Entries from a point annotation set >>
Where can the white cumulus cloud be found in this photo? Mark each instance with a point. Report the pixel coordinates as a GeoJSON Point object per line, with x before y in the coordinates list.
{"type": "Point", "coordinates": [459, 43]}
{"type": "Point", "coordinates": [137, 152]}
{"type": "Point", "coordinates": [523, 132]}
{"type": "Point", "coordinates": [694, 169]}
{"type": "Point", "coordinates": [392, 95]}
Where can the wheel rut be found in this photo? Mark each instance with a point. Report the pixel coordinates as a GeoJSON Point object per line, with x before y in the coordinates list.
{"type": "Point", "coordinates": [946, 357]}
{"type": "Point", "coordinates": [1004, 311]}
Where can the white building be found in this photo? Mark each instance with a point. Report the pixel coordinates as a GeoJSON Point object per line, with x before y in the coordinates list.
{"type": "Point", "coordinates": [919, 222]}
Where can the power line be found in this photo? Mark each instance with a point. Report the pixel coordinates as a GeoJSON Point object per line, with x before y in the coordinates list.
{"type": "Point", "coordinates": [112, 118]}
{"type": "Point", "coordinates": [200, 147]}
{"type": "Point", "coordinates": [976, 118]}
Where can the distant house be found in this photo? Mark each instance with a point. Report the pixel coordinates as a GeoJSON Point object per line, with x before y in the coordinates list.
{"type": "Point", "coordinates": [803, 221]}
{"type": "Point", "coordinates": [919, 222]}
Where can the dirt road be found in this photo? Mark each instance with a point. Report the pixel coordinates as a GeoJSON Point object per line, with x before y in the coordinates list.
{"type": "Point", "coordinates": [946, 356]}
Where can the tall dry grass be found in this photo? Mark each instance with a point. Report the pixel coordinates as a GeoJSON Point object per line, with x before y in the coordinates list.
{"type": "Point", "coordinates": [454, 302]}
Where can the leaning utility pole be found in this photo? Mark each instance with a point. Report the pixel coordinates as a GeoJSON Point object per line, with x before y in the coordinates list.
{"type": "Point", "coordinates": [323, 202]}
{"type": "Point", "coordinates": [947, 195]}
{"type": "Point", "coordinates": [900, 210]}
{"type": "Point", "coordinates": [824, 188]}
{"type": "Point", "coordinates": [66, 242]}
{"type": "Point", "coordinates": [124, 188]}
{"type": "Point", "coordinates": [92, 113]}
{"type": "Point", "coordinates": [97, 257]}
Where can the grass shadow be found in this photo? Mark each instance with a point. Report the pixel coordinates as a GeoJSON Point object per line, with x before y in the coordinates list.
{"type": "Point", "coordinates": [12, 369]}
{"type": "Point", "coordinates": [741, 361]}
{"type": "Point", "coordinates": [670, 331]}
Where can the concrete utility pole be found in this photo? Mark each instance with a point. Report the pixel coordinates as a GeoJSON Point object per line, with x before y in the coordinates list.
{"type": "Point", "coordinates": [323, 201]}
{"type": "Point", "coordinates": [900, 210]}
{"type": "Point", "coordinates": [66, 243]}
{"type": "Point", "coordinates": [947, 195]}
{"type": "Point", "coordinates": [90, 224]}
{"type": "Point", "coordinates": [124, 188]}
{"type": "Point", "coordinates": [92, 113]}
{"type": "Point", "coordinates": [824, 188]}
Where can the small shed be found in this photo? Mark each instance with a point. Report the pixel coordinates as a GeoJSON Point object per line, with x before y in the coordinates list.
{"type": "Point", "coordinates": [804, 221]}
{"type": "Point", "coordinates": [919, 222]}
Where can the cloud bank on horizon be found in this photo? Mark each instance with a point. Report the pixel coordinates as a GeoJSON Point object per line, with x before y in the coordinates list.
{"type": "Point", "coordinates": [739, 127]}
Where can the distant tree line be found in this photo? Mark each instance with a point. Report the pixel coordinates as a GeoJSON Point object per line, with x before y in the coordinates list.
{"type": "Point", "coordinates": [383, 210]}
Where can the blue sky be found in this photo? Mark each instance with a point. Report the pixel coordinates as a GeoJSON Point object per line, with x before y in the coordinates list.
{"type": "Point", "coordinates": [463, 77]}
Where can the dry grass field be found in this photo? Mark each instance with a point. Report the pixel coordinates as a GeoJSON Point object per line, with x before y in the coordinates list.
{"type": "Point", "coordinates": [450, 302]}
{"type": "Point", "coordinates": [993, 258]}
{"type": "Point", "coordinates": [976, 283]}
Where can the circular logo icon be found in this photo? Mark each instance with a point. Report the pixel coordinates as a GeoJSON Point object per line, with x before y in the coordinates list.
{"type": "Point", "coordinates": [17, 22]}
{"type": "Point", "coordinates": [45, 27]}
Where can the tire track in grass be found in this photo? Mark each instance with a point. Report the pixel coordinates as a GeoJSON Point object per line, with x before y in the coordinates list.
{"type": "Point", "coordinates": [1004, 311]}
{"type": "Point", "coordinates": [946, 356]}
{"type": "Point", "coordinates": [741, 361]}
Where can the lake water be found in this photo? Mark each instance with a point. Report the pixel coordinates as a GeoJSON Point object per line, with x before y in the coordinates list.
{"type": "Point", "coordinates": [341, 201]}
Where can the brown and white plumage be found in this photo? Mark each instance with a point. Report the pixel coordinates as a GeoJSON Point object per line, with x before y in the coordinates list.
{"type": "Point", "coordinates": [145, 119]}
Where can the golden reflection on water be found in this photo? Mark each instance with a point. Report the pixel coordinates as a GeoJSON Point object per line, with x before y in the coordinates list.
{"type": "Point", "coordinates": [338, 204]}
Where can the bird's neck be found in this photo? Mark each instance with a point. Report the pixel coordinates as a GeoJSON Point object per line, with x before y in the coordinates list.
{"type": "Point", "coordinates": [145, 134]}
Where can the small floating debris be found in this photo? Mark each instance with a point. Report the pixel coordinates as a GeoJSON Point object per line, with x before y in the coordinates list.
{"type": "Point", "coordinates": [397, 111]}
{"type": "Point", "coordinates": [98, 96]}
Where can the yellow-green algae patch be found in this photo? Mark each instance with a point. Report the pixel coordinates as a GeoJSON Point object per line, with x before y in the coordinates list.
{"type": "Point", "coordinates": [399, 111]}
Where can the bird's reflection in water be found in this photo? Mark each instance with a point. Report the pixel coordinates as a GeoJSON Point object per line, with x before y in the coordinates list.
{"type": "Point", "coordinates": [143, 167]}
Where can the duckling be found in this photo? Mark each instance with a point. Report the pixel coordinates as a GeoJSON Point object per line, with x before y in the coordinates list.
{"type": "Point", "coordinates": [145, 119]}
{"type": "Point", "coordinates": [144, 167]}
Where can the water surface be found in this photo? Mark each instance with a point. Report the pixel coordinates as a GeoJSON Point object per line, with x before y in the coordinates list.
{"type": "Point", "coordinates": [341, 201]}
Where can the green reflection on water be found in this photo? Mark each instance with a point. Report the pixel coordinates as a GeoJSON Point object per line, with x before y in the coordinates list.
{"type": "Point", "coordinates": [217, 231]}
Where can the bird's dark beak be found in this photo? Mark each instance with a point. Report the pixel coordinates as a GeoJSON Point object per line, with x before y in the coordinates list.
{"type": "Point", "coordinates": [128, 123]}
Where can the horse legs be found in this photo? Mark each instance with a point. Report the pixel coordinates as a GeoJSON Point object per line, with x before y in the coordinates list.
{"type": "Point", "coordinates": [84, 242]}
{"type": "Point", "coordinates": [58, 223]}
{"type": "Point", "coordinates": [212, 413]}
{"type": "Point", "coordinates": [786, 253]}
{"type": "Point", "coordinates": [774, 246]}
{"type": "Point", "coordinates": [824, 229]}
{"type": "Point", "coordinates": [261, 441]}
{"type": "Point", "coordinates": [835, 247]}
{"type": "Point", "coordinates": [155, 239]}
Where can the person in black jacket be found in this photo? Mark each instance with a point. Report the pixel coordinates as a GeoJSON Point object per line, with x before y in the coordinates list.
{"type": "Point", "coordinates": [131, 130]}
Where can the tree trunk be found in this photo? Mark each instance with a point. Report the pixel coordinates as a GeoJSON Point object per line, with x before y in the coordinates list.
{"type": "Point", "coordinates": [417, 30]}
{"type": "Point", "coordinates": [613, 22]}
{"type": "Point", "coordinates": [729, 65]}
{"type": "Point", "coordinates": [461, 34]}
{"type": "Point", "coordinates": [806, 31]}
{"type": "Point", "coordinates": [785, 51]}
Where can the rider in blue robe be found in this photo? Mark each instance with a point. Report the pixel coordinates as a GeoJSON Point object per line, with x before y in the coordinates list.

Task statement >> Repeat exactly the lines above from the line that contains "Where can the person" through the end. Include both of these ends; leave out everything else.

Answer to the problem >>
Where can the person in black jacket be found in this photo? Mark each instance with a point. Report the pixel coordinates as a GeoJSON Point object per line, with x before y in the coordinates list.
{"type": "Point", "coordinates": [131, 130]}
Where can the tree trunk be found in this photo? Mark each instance with a point. Report the pixel coordinates as a GeoJSON Point object per line, with x before y in the coordinates list.
{"type": "Point", "coordinates": [417, 30]}
{"type": "Point", "coordinates": [613, 22]}
{"type": "Point", "coordinates": [729, 65]}
{"type": "Point", "coordinates": [461, 34]}
{"type": "Point", "coordinates": [806, 31]}
{"type": "Point", "coordinates": [785, 51]}
Where can the rider in blue robe be found in this photo? Mark each instance with a point. Report the pixel coordinates as a GeoJSON Point object per line, with x before y in the coordinates list.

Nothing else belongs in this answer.